» **Exercise objective**
Please give the lines below as a JSON list of strings, with one string for each line and any blank lines left out.

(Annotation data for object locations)
##############################
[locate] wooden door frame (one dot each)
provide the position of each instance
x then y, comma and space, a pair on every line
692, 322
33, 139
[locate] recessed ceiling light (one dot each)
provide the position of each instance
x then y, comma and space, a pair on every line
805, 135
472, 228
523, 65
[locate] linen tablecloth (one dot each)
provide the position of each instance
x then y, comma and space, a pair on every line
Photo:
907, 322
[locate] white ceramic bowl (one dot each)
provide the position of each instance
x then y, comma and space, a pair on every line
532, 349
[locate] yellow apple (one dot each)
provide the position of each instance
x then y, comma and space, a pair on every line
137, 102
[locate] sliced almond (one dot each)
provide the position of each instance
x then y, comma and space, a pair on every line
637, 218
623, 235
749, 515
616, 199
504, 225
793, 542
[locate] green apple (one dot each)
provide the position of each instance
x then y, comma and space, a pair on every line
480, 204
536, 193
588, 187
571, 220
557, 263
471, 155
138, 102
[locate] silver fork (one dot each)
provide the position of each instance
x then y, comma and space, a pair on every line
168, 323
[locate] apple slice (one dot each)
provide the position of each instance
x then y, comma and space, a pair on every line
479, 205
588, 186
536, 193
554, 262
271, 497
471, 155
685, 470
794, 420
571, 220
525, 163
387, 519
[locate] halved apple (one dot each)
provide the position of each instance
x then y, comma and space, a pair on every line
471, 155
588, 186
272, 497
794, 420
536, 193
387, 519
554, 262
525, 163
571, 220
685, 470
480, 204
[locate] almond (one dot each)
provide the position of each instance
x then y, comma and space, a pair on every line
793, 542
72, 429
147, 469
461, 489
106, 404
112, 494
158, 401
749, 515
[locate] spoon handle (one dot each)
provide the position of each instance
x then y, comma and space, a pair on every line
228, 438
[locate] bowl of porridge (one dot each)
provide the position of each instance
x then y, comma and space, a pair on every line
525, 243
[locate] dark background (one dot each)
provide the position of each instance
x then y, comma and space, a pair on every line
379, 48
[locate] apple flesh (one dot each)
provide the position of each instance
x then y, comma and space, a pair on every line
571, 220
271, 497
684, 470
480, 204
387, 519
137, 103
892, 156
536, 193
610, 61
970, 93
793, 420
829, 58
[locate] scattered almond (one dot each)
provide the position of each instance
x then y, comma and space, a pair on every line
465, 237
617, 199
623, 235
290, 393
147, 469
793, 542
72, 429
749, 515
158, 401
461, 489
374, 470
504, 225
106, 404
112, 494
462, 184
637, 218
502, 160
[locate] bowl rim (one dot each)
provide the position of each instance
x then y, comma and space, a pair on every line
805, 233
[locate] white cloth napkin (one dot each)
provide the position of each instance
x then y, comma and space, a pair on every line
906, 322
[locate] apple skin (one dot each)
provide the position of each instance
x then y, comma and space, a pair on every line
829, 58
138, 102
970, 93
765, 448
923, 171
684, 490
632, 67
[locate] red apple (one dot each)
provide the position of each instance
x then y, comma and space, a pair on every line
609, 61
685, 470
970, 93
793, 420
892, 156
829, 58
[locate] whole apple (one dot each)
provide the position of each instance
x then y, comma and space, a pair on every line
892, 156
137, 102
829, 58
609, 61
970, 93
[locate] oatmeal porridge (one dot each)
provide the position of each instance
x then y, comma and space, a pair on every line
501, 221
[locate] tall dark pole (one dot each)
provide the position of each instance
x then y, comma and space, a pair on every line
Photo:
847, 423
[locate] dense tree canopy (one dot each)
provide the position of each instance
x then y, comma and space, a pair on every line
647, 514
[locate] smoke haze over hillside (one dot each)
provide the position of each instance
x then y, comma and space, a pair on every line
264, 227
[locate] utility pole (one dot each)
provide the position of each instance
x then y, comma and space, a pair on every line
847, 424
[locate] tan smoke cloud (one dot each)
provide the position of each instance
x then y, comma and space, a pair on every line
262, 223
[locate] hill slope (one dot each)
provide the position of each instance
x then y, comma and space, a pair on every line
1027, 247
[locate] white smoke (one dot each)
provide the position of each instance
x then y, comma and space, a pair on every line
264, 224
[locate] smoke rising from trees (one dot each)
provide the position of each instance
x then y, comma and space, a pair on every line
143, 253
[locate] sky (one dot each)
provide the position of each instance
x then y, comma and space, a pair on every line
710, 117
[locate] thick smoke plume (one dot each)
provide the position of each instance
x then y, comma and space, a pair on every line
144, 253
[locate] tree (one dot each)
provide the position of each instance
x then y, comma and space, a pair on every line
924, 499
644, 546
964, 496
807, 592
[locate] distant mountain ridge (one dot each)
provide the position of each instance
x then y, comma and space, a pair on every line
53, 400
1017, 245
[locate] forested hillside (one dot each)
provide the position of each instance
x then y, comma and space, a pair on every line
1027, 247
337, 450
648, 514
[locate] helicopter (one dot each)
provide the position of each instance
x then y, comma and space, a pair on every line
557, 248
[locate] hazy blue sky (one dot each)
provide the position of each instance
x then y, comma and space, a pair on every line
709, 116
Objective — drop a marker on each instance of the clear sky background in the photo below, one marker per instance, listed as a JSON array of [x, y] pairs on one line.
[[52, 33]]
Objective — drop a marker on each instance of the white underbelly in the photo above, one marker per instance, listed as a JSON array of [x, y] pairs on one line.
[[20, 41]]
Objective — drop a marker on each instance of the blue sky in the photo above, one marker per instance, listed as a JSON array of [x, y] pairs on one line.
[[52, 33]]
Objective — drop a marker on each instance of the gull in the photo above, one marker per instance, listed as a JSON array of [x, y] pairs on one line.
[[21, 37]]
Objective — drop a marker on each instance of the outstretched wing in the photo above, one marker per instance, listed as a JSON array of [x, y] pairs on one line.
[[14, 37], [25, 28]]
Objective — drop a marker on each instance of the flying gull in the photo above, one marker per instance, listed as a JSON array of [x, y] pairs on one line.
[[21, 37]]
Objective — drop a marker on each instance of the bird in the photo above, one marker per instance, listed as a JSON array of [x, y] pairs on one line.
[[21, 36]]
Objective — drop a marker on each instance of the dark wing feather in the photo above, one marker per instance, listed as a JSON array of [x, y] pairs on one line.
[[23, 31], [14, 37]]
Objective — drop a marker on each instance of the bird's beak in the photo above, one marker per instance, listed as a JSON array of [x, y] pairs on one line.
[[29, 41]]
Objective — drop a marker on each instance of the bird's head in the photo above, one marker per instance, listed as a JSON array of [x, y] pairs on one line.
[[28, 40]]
##############################
» **The output**
[
  "[locate] wooden door frame (one dot each)",
  "provide the position of each instance",
  "x then y, comma and space, a pair on every line",
  "692, 322",
  "33, 139",
  "[locate] recessed ceiling light (one dot each)",
  "provide the position of each instance",
  "x then y, comma and space, a pair on every line",
  "805, 135",
  "472, 228",
  "523, 65",
  "[locate] linen tablecloth (one dot each)",
  "provide the position of each instance",
  "x then y, comma and space, a pair on every line",
  "Photo:",
  "907, 322",
  "[locate] white ceramic bowl (one dot each)",
  "provide the position of each instance",
  "x then y, comma and space, a pair on every line",
  "532, 349",
  "[locate] yellow apple (one dot each)",
  "provide the position of each instance",
  "x then y, comma and space, a pair on every line",
  "137, 102",
  "[locate] sliced almond (one dot each)",
  "provide the position of each instance",
  "x then y, comma and space, a pair on every line",
  "637, 218",
  "623, 235",
  "749, 515",
  "616, 199",
  "504, 225",
  "793, 542",
  "[locate] green apple (one dot each)",
  "provide the position of each instance",
  "x then y, comma and space, a pair on every line",
  "480, 204",
  "536, 193",
  "588, 187",
  "571, 220",
  "557, 263",
  "471, 155",
  "138, 102",
  "[locate] silver fork (one dot each)",
  "provide the position of each instance",
  "x then y, comma and space, a pair on every line",
  "168, 323",
  "[locate] apple slice (one dot each)",
  "provide the position of each instance",
  "x then y, comma and space, a pair on every line",
  "479, 205",
  "588, 186",
  "536, 193",
  "554, 262",
  "271, 497",
  "471, 155",
  "685, 470",
  "794, 420",
  "571, 220",
  "525, 163",
  "387, 519",
  "[locate] halved apple (one dot each)",
  "provide the position of each instance",
  "x then y, comma and space, a pair on every line",
  "471, 155",
  "588, 186",
  "272, 497",
  "794, 420",
  "536, 193",
  "387, 519",
  "554, 262",
  "525, 163",
  "571, 220",
  "685, 470",
  "480, 204",
  "[locate] almond (one dot each)",
  "provide the position of each instance",
  "x then y, comma and space, a pair on every line",
  "793, 542",
  "72, 429",
  "147, 469",
  "461, 489",
  "106, 404",
  "112, 494",
  "158, 401",
  "749, 515",
  "[locate] spoon handle (one dot each)",
  "provide the position of each instance",
  "x then y, comma and space, a pair on every line",
  "228, 438",
  "[locate] bowl of porridge (one dot each)",
  "provide the position of each instance",
  "x then y, comma and space, a pair on every line",
  "525, 243",
  "[locate] dark background (one dot each)",
  "provide the position of each instance",
  "x then y, comma and space, a pair on every line",
  "379, 48",
  "[locate] apple flesh (one dot each)",
  "provide the position of each instance",
  "x then y, comma and space, a pair on every line",
  "571, 220",
  "271, 497",
  "684, 470",
  "480, 204",
  "387, 519",
  "137, 103",
  "892, 156",
  "536, 193",
  "610, 61",
  "970, 93",
  "793, 420",
  "829, 58",
  "[locate] scattered almond (one dot each)",
  "provide the position of each instance",
  "x then y, comma and space, a pair on every line",
  "465, 237",
  "617, 199",
  "623, 235",
  "290, 393",
  "147, 469",
  "793, 542",
  "72, 429",
  "749, 515",
  "158, 401",
  "461, 489",
  "374, 470",
  "504, 225",
  "106, 404",
  "112, 494",
  "462, 184",
  "637, 218",
  "502, 160",
  "[locate] bowl rim (one dot each)",
  "provide the position of each instance",
  "x then y, comma and space, a pair on every line",
  "805, 233",
  "[locate] white cloth napkin (one dot each)",
  "provide the position of each instance",
  "x then y, comma and space, a pair on every line",
  "906, 322",
  "[locate] apple skin (one dot each)",
  "provide the position of each instance",
  "x then y, comma and space, a pair on every line",
  "829, 58",
  "138, 102",
  "970, 93",
  "765, 448",
  "923, 171",
  "684, 490",
  "632, 67",
  "[locate] red apple (one dot each)",
  "provide the position of each instance",
  "x then y, comma and space, a pair on every line",
  "609, 61",
  "685, 470",
  "970, 93",
  "793, 420",
  "892, 156",
  "829, 58",
  "[locate] whole apple (one dot each)",
  "provide the position of each instance",
  "x then y, comma and space, a pair on every line",
  "892, 156",
  "137, 102",
  "829, 58",
  "609, 61",
  "970, 93",
  "[locate] oatmeal porridge (one dot each)",
  "provide the position of each instance",
  "x then y, comma and space, a pair on every line",
  "501, 221",
  "[locate] tall dark pole (one dot each)",
  "provide the position of each instance",
  "x then y, comma and space, a pair on every line",
  "Photo:",
  "847, 423",
  "[locate] dense tree canopy (one dot each)",
  "provide the position of each instance",
  "x then y, comma and space, a pair on every line",
  "647, 514",
  "[locate] smoke haze over hillside (one dot each)",
  "provide the position of each instance",
  "x then y, comma and space, a pair on every line",
  "264, 227",
  "[locate] utility pole (one dot each)",
  "provide the position of each instance",
  "x then y, comma and space, a pair on every line",
  "847, 424",
  "[locate] tan smoke cloud (one dot each)",
  "provide the position of each instance",
  "x then y, comma and space, a pair on every line",
  "262, 223",
  "[locate] hill slope (one dot each)",
  "provide the position of each instance",
  "x then y, comma and space, a pair on every line",
  "1027, 247",
  "[locate] white smoke (one dot each)",
  "provide the position of each instance",
  "x then y, comma and space, a pair on every line",
  "264, 224",
  "[locate] smoke rising from trees (one dot each)",
  "provide the position of each instance",
  "x then y, comma and space, a pair on every line",
  "143, 253",
  "[locate] sky (one dot each)",
  "provide the position of each instance",
  "x then y, comma and space, a pair on every line",
  "710, 117",
  "[locate] thick smoke plume (one dot each)",
  "provide the position of each instance",
  "x then y, comma and space, a pair on every line",
  "144, 253",
  "[locate] tree (one dot each)",
  "provide the position of each instance",
  "x then y, comma and space, a pair on every line",
  "924, 499",
  "644, 546",
  "964, 496",
  "807, 592",
  "[locate] distant mountain ridge (one dot each)",
  "provide the position of each instance",
  "x then y, comma and space, a pair on every line",
  "53, 400",
  "1017, 245",
  "[locate] forested hillside (one dot each)",
  "provide the position of each instance",
  "x then y, comma and space, a pair on every line",
  "1027, 247",
  "337, 450",
  "648, 514",
  "[locate] helicopter (one dot each)",
  "provide the position of each instance",
  "x then y, comma and space, a pair on every line",
  "557, 248",
  "[locate] hazy blue sky (one dot each)",
  "provide the position of each instance",
  "x then y, comma and space, a pair on every line",
  "709, 116",
  "Objective — drop a marker on each instance of the clear sky background in the photo below, one marker per instance, listed as a JSON array of [x, y] pairs on one line.",
  "[[52, 33]]",
  "Objective — drop a marker on each instance of the white underbelly in the photo above, one marker per instance, listed as a JSON array of [x, y] pairs on one line.",
  "[[20, 41]]",
  "Objective — drop a marker on each instance of the blue sky in the photo above, one marker per instance, listed as a JSON array of [x, y] pairs on one line.",
  "[[52, 33]]",
  "Objective — drop a marker on each instance of the gull in the photo above, one marker per instance, listed as a JSON array of [x, y] pairs on one line.",
  "[[21, 37]]",
  "Objective — drop a marker on each instance of the outstretched wing in the photo above, one marker per instance, listed as a JSON array of [x, y] pairs on one line.",
  "[[14, 37], [25, 28]]",
  "Objective — drop a marker on each instance of the flying gull in the photo above, one marker per instance, listed as a JSON array of [x, y] pairs on one line.",
  "[[21, 37]]",
  "Objective — drop a marker on each instance of the bird in the photo above, one marker per instance, listed as a JSON array of [x, y] pairs on one line.",
  "[[21, 36]]",
  "Objective — drop a marker on each instance of the dark wing feather in the photo above, one marker per instance, listed as a JSON array of [x, y] pairs on one line.",
  "[[23, 31], [14, 37]]",
  "Objective — drop a marker on each instance of the bird's beak in the photo above, one marker per instance, listed as a JSON array of [x, y] pairs on one line.",
  "[[29, 41]]",
  "Objective — drop a marker on each instance of the bird's head in the photo above, one marker per instance, listed as a JSON array of [x, y] pairs on one line.",
  "[[28, 40]]"
]